> _Requirement_
In the listing below, locate the line containing "Doubt it, but someone swears the sign" and the line containing "Doubt it, but someone swears the painted". Output both of them and every line between, exactly as written, and nothing more.

> _Provided records_
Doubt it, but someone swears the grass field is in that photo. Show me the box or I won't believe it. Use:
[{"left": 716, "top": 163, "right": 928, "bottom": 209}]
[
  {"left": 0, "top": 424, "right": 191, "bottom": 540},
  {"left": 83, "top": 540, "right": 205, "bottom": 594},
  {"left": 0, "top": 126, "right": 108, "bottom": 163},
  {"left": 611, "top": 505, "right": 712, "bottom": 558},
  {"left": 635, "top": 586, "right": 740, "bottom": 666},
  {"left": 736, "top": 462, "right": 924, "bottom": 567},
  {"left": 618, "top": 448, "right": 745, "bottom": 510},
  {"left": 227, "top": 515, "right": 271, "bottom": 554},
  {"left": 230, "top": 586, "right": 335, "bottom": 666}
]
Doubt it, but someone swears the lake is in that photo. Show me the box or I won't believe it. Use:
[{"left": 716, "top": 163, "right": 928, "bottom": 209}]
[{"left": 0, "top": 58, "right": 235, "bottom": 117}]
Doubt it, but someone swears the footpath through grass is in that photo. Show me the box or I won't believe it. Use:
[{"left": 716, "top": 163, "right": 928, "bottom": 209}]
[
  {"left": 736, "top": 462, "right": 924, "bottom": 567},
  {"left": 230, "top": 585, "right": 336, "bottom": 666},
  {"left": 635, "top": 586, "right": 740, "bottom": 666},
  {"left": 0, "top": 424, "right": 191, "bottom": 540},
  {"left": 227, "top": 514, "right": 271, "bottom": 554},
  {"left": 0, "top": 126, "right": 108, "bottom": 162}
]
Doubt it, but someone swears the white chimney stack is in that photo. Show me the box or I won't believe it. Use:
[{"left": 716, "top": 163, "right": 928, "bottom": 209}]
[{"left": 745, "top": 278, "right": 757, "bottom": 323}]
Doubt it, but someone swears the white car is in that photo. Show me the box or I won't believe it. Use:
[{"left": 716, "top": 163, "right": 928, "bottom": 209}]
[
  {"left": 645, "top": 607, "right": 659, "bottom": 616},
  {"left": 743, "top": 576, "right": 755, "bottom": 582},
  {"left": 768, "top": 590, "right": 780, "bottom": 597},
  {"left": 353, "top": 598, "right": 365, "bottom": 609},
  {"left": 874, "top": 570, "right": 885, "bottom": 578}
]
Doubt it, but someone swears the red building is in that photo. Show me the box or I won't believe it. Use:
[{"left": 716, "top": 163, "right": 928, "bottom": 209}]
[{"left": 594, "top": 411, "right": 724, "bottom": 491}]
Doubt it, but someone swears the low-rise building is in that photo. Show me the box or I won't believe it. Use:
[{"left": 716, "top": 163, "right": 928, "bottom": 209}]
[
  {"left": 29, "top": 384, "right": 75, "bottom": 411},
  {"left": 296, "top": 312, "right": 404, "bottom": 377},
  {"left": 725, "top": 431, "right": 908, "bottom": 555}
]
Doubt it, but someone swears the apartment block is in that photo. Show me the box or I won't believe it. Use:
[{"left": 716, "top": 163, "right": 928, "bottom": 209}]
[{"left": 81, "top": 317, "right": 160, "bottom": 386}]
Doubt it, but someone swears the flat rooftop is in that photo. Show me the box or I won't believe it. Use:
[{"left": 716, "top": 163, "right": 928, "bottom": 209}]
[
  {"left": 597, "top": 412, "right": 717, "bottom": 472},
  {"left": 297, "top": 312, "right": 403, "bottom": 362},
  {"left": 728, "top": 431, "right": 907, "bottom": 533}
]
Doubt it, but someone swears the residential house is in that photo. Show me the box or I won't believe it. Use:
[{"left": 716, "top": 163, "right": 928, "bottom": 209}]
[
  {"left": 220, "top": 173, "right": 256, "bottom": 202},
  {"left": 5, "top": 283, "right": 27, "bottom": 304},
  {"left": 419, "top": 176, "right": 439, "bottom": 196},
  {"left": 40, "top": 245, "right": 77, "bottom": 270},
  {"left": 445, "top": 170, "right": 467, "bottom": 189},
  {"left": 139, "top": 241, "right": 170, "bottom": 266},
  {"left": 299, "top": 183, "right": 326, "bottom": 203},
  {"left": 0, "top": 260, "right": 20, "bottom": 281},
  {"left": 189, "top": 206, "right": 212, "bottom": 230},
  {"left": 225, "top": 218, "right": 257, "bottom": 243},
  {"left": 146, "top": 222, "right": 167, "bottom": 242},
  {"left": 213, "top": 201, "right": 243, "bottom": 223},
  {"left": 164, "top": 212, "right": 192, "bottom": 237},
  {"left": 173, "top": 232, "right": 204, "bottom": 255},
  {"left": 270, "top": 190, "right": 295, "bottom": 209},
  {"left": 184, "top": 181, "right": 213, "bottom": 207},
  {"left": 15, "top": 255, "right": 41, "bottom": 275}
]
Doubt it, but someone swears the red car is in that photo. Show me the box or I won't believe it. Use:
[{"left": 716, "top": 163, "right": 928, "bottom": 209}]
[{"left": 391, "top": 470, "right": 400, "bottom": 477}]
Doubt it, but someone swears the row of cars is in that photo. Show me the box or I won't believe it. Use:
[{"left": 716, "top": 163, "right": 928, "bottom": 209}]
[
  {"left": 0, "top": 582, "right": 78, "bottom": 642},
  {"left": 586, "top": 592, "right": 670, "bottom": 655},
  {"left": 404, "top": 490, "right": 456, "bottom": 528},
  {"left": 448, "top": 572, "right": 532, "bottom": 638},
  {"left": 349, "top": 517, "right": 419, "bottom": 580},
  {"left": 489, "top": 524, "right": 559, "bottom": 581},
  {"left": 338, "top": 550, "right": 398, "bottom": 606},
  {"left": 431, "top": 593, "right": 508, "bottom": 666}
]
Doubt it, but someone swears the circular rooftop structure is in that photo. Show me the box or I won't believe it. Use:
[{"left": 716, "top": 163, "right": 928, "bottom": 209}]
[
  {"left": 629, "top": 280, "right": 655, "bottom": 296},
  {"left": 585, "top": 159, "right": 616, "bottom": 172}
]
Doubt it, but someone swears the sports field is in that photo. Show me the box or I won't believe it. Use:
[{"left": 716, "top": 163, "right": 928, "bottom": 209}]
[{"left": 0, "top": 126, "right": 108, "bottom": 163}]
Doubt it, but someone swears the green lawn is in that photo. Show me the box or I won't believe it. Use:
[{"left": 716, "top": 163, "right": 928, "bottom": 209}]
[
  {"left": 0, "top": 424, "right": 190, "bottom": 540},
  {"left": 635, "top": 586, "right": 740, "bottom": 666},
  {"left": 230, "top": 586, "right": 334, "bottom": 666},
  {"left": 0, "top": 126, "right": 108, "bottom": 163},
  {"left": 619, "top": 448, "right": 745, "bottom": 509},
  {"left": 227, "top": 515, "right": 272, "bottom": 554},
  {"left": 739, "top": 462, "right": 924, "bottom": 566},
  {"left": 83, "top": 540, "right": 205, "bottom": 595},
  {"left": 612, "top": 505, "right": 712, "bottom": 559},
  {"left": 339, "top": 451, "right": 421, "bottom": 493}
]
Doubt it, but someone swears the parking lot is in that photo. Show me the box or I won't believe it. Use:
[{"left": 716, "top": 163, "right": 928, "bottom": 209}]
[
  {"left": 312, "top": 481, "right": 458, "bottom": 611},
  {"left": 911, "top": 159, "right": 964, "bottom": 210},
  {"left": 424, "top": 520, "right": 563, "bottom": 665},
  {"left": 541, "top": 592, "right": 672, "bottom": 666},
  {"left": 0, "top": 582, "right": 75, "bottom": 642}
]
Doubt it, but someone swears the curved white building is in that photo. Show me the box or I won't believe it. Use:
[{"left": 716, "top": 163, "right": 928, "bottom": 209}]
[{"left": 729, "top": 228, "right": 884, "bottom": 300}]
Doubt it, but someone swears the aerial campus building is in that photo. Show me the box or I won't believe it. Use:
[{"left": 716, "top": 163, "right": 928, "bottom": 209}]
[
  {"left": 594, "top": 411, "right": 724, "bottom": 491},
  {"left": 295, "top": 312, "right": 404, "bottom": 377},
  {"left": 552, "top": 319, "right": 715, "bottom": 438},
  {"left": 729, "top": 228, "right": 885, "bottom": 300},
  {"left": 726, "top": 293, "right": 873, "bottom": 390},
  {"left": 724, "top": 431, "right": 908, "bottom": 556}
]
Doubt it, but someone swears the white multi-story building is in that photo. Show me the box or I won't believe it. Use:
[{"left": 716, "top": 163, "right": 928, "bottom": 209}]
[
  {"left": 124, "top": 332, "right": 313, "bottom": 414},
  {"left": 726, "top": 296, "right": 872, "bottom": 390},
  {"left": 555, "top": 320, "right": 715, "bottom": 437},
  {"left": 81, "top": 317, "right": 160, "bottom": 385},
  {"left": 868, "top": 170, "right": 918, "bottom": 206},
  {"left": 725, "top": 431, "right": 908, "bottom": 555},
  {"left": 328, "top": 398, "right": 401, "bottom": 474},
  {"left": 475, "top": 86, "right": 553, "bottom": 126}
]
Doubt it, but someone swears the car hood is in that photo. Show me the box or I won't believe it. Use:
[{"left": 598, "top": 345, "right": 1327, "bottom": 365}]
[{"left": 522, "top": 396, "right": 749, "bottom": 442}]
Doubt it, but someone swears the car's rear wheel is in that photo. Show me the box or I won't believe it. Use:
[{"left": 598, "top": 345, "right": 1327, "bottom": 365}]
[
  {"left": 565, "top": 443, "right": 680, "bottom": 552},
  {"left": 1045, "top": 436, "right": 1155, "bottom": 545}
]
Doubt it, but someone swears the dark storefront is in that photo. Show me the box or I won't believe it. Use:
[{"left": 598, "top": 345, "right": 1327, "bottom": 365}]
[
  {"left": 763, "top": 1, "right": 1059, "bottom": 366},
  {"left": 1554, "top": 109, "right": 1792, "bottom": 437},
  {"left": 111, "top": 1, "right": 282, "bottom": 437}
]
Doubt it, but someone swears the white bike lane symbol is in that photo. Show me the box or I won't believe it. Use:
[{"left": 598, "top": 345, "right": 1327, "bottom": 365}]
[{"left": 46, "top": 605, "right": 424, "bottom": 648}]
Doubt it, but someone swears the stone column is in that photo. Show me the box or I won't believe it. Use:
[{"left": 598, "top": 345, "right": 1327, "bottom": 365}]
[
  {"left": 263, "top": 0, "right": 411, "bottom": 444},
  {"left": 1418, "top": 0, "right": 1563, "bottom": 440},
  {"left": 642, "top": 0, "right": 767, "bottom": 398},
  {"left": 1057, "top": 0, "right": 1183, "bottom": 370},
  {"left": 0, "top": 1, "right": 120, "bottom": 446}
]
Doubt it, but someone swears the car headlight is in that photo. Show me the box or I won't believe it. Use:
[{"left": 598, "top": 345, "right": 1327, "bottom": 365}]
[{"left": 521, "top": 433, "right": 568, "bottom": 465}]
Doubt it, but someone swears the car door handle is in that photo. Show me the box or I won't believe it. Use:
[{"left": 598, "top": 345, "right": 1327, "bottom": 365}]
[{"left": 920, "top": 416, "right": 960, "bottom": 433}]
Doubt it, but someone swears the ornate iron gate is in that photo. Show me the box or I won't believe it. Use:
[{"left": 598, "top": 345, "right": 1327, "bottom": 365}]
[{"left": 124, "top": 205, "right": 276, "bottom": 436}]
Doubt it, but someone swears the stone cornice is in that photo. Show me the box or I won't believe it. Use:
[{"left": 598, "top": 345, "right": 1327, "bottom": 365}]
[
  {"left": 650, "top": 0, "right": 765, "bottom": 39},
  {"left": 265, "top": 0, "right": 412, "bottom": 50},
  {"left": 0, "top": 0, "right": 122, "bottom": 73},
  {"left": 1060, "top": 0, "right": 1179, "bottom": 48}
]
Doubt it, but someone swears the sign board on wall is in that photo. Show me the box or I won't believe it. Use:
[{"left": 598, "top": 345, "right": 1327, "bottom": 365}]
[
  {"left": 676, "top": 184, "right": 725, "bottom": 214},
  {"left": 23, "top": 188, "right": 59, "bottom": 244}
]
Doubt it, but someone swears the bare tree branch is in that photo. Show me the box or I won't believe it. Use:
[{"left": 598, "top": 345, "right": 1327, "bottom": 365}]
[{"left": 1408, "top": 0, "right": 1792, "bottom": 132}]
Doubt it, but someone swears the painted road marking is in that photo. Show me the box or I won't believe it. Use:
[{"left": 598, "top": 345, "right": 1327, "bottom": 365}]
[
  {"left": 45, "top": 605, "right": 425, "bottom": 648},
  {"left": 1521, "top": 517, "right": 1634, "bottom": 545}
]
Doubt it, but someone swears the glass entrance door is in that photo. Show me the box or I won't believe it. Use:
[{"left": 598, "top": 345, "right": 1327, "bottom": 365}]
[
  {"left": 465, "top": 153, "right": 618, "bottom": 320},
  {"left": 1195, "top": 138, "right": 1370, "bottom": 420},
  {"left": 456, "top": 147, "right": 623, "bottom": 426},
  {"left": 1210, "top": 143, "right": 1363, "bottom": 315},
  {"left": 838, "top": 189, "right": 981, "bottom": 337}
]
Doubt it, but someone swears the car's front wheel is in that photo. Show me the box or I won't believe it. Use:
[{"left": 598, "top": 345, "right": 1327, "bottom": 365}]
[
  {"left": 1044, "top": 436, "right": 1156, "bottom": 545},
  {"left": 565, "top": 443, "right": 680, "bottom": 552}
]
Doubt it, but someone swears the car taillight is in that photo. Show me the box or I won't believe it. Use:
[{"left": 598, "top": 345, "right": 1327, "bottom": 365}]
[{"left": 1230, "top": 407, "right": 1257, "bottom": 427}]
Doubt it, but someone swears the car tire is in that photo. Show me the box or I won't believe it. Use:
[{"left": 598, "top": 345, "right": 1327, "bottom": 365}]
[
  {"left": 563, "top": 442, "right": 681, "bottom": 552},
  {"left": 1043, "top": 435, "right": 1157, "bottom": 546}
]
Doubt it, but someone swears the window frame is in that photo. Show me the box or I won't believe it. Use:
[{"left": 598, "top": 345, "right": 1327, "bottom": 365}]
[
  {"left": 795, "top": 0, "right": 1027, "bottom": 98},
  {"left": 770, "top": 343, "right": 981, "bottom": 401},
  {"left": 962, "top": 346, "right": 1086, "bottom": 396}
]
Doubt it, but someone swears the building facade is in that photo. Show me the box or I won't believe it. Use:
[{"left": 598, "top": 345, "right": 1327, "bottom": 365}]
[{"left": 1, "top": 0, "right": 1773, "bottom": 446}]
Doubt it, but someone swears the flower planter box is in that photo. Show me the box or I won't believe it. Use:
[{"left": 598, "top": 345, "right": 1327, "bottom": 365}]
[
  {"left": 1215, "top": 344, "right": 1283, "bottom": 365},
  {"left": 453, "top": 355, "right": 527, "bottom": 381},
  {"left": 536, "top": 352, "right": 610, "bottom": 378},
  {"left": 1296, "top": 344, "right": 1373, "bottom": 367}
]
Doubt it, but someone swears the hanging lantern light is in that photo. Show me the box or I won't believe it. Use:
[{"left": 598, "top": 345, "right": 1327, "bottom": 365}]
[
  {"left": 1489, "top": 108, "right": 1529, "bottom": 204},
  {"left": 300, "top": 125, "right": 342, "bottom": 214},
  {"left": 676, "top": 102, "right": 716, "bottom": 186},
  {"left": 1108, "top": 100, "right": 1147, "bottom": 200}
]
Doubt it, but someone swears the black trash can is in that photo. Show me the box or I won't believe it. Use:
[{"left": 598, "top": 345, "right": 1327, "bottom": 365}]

> _Exercise answer_
Doubt it, but someone swears the sign board on wall is in that photo. Show me the box or I won't believe it. Use:
[{"left": 598, "top": 345, "right": 1327, "bottom": 365}]
[
  {"left": 676, "top": 184, "right": 725, "bottom": 214},
  {"left": 23, "top": 188, "right": 59, "bottom": 244}
]
Doubt it, but someone swears the bare tree branch is in that photo. Show me the box or I won't believe it. Use:
[{"left": 598, "top": 345, "right": 1327, "bottom": 365}]
[{"left": 1408, "top": 0, "right": 1792, "bottom": 132}]
Doubt it, but someone swears the painted road marking is in that photo. Show me the box or I won't believe it. Use:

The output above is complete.